--- start Stored data ---

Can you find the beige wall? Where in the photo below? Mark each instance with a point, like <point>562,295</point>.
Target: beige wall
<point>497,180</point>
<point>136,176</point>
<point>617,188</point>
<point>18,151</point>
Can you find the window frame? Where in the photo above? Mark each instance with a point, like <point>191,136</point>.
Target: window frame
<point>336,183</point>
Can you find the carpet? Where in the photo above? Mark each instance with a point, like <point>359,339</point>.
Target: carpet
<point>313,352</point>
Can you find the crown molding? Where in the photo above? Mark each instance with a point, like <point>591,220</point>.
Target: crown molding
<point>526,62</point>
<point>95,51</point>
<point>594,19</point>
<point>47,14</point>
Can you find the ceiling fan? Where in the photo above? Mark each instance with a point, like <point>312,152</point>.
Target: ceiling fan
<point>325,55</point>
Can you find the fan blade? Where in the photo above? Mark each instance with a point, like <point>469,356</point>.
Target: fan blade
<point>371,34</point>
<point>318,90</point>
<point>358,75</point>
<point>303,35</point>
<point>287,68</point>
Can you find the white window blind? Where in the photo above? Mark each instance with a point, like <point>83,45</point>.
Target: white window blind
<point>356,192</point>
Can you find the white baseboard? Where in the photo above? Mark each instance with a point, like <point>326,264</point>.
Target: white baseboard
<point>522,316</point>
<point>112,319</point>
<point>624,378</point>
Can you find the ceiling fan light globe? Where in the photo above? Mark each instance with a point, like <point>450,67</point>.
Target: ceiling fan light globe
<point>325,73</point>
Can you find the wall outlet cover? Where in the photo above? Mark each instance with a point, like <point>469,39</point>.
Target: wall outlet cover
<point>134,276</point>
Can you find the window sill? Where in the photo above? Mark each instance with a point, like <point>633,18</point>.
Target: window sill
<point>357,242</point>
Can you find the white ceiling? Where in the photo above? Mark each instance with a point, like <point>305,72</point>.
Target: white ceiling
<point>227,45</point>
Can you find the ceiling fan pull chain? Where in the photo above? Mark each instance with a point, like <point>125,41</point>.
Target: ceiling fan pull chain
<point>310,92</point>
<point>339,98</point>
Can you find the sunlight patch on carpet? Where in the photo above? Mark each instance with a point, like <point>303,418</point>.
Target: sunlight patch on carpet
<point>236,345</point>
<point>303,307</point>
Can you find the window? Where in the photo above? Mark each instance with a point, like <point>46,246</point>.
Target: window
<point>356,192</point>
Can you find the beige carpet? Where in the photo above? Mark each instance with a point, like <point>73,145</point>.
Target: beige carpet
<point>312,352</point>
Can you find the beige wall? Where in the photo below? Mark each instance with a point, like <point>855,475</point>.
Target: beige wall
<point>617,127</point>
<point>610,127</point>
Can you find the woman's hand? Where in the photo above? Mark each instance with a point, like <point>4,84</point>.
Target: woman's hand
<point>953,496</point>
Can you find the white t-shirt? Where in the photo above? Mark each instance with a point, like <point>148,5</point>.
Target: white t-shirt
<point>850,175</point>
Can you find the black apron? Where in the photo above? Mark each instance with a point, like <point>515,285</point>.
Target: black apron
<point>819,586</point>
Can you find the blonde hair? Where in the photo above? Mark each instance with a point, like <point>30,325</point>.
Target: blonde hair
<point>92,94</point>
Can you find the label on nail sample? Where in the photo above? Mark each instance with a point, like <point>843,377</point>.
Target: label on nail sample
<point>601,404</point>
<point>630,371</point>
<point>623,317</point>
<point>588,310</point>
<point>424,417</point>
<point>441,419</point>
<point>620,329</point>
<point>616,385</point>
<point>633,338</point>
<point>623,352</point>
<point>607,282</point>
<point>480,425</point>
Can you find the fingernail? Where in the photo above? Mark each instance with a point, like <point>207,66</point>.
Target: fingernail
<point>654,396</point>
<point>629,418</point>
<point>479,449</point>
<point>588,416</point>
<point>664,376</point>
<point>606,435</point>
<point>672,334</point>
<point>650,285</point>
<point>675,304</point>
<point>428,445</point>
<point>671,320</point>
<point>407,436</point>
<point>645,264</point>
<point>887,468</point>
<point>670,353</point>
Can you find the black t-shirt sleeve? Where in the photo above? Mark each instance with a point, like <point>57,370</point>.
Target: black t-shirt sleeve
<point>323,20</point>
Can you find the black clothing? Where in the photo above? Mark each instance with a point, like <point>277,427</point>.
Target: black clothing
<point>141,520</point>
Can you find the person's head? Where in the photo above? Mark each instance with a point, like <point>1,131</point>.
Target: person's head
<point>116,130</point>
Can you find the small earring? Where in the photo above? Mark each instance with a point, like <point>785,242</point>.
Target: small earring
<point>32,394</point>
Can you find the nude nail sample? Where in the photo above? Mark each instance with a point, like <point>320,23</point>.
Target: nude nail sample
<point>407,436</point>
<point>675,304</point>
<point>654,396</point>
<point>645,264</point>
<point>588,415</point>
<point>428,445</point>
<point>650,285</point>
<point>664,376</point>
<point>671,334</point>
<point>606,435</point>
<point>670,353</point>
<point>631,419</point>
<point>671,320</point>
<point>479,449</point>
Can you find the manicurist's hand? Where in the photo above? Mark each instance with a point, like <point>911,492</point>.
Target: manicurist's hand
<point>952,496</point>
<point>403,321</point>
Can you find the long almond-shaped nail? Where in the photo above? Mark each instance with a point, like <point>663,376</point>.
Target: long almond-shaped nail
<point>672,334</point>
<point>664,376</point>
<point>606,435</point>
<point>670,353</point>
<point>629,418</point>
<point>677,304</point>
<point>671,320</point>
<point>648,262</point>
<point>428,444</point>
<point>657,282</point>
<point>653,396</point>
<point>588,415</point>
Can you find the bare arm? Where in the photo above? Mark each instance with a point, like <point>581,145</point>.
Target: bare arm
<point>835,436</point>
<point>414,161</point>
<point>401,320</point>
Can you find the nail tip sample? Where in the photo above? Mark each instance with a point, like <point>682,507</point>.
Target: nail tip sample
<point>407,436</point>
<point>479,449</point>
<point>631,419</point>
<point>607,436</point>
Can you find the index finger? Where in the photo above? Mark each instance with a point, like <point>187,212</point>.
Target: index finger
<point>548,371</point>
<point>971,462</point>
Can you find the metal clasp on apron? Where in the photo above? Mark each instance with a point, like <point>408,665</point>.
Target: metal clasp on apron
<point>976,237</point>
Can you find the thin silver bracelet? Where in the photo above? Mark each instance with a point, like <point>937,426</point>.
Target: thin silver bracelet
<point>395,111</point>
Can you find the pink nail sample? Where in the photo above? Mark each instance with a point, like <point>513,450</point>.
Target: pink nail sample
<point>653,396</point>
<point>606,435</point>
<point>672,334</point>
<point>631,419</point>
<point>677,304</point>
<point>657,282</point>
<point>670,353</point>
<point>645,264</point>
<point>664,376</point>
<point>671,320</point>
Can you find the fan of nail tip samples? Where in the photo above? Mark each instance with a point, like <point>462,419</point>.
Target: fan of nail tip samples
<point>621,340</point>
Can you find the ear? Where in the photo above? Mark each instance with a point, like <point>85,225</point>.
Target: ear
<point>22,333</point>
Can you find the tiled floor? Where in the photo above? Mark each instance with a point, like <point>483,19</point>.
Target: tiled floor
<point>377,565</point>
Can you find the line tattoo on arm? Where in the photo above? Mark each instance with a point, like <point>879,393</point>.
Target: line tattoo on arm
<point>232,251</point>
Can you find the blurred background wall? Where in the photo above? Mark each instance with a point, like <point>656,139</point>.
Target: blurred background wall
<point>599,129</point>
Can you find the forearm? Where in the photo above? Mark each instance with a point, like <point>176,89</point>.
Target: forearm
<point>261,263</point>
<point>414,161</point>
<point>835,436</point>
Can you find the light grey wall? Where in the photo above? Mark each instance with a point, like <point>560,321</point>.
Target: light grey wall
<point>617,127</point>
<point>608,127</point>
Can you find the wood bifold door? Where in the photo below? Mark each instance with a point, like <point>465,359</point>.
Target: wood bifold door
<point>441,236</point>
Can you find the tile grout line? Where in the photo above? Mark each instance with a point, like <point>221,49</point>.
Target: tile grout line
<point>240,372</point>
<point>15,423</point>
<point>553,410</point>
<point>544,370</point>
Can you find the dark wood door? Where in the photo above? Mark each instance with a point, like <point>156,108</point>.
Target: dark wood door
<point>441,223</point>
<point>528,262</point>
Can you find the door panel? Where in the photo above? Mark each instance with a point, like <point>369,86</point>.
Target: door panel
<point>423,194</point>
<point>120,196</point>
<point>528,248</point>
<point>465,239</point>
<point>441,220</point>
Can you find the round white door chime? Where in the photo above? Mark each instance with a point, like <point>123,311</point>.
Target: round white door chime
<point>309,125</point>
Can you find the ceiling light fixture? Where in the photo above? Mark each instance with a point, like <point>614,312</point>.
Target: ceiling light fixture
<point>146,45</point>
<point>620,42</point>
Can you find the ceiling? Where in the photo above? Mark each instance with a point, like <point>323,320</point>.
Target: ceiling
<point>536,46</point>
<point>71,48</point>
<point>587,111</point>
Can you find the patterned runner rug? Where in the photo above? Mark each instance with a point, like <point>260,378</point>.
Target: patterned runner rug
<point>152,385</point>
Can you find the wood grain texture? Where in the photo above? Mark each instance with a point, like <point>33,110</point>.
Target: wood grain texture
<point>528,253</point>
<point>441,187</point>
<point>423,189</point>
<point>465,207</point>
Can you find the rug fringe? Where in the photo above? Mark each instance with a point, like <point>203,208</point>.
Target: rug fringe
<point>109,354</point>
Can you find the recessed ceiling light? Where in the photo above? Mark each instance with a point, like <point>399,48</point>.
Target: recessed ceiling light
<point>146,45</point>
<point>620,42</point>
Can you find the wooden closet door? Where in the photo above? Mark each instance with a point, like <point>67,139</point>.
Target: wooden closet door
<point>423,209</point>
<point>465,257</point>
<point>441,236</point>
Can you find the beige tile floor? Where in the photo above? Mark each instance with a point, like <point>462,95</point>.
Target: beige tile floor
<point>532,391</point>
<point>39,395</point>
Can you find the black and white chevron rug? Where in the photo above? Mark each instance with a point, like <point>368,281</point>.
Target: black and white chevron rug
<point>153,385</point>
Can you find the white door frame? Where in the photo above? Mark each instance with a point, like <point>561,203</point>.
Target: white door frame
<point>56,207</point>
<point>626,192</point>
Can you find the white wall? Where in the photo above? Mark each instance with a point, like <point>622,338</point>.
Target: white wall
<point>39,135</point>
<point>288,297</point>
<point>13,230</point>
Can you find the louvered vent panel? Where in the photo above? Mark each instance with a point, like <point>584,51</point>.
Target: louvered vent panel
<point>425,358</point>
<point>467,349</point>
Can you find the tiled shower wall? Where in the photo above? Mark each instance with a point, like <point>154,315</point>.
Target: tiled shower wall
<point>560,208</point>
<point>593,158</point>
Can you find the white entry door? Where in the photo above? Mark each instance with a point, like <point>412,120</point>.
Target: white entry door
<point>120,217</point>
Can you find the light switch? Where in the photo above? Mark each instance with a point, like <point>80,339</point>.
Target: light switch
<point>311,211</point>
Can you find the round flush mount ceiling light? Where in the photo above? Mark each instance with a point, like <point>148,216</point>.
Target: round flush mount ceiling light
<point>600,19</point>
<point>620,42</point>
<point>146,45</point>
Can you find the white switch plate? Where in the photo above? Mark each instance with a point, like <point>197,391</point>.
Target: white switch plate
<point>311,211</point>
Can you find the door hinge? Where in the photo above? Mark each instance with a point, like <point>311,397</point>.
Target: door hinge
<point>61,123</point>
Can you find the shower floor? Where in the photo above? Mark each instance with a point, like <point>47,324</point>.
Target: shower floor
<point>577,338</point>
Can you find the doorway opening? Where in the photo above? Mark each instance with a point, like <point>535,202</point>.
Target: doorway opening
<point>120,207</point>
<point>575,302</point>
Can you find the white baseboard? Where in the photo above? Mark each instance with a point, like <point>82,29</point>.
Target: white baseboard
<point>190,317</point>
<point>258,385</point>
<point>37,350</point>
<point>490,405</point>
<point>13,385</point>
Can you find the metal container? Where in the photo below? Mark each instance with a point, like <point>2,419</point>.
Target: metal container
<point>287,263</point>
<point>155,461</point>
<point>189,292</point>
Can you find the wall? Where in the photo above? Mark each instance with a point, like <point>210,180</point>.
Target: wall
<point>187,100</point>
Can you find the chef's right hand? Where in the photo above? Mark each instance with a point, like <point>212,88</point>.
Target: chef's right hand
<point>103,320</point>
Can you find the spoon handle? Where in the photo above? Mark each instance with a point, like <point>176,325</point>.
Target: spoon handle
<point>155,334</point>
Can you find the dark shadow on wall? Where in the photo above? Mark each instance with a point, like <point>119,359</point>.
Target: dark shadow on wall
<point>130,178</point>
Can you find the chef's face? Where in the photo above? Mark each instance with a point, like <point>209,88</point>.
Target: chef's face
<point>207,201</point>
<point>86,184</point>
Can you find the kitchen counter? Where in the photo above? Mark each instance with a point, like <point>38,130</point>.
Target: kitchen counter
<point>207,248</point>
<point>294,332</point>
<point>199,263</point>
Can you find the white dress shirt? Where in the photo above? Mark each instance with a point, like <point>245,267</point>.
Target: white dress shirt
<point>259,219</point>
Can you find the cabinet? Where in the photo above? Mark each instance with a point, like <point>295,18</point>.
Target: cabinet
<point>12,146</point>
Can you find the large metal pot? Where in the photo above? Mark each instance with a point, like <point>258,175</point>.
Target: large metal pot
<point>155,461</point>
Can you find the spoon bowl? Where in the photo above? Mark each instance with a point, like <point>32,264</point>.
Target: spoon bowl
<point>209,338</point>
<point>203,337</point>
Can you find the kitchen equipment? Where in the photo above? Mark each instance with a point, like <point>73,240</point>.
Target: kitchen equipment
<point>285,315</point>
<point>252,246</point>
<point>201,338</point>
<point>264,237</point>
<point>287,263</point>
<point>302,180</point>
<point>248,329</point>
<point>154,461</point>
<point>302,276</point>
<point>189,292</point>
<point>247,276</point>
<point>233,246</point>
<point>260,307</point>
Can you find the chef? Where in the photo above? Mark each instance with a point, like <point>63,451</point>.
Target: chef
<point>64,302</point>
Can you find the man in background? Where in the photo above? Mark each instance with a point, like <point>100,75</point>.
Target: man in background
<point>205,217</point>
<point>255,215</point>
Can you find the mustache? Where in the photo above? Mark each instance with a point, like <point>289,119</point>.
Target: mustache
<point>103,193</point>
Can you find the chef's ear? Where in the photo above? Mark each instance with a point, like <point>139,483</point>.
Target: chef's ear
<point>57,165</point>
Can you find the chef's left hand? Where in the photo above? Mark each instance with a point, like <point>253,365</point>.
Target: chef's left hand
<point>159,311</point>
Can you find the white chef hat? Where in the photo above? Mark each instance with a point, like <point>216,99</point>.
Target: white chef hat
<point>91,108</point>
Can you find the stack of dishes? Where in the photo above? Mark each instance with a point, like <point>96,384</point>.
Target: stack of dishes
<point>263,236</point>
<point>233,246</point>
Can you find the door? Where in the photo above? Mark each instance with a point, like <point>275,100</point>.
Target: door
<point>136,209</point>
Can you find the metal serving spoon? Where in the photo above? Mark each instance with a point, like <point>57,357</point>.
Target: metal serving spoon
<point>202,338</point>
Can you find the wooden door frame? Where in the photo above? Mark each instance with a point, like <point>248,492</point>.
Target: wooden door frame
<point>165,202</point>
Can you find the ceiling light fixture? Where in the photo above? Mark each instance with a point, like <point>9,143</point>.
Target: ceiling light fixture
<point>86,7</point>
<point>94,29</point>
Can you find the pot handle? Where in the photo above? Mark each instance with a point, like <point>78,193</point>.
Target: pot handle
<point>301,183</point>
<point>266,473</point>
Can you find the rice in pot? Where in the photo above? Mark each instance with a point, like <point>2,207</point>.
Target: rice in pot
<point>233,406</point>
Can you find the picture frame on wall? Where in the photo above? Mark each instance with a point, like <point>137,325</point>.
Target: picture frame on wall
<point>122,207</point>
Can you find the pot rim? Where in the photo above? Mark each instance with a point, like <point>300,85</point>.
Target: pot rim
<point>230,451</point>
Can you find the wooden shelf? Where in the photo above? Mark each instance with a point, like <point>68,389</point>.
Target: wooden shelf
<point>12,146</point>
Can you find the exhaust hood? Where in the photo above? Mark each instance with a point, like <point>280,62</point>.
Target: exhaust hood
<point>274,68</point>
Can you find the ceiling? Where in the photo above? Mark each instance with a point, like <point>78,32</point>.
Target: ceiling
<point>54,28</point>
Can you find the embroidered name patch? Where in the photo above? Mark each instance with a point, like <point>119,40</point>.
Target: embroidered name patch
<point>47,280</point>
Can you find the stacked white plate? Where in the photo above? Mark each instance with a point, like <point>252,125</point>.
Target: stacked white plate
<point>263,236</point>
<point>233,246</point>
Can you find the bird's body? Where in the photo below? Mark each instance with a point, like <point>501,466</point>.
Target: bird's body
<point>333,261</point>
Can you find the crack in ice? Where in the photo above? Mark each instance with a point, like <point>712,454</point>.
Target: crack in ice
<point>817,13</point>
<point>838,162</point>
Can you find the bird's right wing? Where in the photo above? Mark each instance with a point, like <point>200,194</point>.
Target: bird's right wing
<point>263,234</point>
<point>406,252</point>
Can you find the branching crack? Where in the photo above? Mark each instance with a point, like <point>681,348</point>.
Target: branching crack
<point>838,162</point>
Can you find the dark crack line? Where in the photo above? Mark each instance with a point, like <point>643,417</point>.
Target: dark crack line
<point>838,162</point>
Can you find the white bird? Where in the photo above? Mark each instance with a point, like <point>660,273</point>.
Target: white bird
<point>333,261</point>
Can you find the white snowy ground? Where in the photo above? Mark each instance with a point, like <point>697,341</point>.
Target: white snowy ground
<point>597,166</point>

--- end Stored data ---

• [Prompt] Copy the listing again, starting at the line that contains "Can you find the cabinet?" and ending after the line that contains "<point>103,193</point>", requests included. Shift every coordinate in the answer points up by 57, and leave the sample points inside the requests unchanged.

• [The completed task]
Can you find the cabinet? Where in the photo above? Mark each instance with a point, like <point>295,18</point>.
Target: cabinet
<point>69,203</point>
Can you find the large metal pot? Where in the photo above? Mark each instance with a point, like <point>258,175</point>.
Target: large metal pot
<point>212,518</point>
Can you find the spoon bowl? Where in the photo above? Mark each instance with a point, like <point>32,264</point>.
Target: spoon bowl
<point>266,395</point>
<point>260,394</point>
Can you find the kitchen equipment? Where in the photo above? Mark each instance with a point, like <point>73,240</point>.
Target: kitchen equipment
<point>342,372</point>
<point>309,303</point>
<point>258,395</point>
<point>321,294</point>
<point>344,320</point>
<point>359,237</point>
<point>305,386</point>
<point>211,518</point>
<point>359,333</point>
<point>246,349</point>
<point>304,333</point>
<point>290,303</point>
<point>317,364</point>
Can you find the chef? Where in the photo above? Mark each instance with a point, like <point>63,451</point>.
Target: chef
<point>121,359</point>
Can you find the man in background? Where in the photo above? Mark each instance with a point, like <point>100,75</point>.
Target: man in background
<point>262,274</point>
<point>312,272</point>
Can you find the mustache? Where in the photo above? Mark each instance with a point, like <point>289,119</point>.
Target: mustache
<point>160,250</point>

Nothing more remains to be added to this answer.